(ТЕКСТ ДЛЯ ЧТЕНИЯ):
☆ ☆ ☆
Тудор Аргези - Феодосий Видрашку
Шрифт:
Интервал:
Закладка:
Клуб рабочих социал-демократов размещался в зале Сотир на площади Амзы, неподалеку от родного дома Янку. Это было большое темное помещение с низким потолком и стеклянным фонарем. Чтобы пробраться в зал, нужно было пройти длинным и узким темным коридором, прозванным ребятами лабиринтом, где в образе Минотавра они представляли отца Симеона. Тут ребята познакомились поближе с Тони Бакалбашей и очень удивились, когда обнаружили, что он ростом не выше их, учеников четвертого класса лицея, и «худющий как гончая». У него была огромная голова и неспокойные черные глаза. Как-то, встретив друзей у входа в зал, он сказал удивительно приятным голосом:
— Проходите, товарищи…
Привыкший к грубому обращению в интернате, в лицее и вообще везде, куда бы он ни пытался пробраться из любопытства, Янку подумал тогда, что над ним издеваются, и поделился этой мыслью с Григоре.
— Что ты, Янку! Здесь только так и говорят друг другу: «Товарищи!» Это святое слово.
☆ ☆ ☆
(ЗАДАНИЕ): Где, согласно тексту для чтения, размещался клуб рабочих социал-демократов?

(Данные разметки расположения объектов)
☆ ☆ ☆
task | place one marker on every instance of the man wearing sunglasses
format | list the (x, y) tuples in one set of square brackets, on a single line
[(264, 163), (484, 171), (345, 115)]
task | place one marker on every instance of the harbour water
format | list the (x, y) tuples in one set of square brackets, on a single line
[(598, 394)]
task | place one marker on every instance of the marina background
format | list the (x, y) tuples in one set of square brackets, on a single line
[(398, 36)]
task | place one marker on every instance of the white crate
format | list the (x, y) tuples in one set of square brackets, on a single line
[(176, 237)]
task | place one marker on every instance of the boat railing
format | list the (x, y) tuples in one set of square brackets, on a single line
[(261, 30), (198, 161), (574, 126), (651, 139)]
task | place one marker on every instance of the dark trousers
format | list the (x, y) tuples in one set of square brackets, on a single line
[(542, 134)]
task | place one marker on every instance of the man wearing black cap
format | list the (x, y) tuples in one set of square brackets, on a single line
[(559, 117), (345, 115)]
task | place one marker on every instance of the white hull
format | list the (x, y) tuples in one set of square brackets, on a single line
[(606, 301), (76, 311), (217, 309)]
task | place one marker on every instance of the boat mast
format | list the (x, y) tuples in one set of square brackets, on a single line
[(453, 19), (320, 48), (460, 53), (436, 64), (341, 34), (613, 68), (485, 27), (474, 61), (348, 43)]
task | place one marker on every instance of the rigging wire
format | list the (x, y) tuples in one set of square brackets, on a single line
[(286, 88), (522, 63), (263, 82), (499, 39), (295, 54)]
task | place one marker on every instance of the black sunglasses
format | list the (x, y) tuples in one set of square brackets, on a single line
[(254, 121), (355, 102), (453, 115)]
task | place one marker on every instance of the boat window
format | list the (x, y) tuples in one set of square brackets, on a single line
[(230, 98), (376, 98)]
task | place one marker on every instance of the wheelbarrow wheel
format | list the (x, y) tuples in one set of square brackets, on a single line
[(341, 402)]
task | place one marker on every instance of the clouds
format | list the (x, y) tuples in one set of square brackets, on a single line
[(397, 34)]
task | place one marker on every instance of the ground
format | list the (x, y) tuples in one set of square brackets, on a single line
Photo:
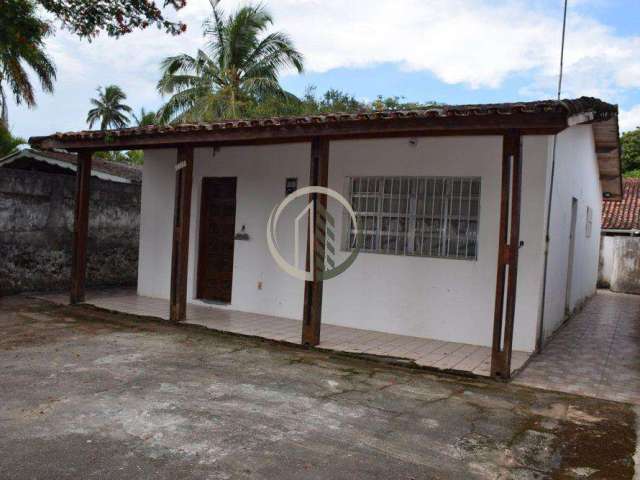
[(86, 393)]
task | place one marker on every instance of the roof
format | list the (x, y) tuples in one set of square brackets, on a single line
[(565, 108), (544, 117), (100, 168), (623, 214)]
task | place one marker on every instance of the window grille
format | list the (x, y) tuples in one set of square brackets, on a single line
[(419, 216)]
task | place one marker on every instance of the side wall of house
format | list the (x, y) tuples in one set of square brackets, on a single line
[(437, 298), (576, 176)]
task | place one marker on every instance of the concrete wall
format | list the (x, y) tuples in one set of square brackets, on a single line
☆ ☆ ☆
(ОТВЕТ): В зале Сотир на площади Амзы, неподалеку от родного дома Янку.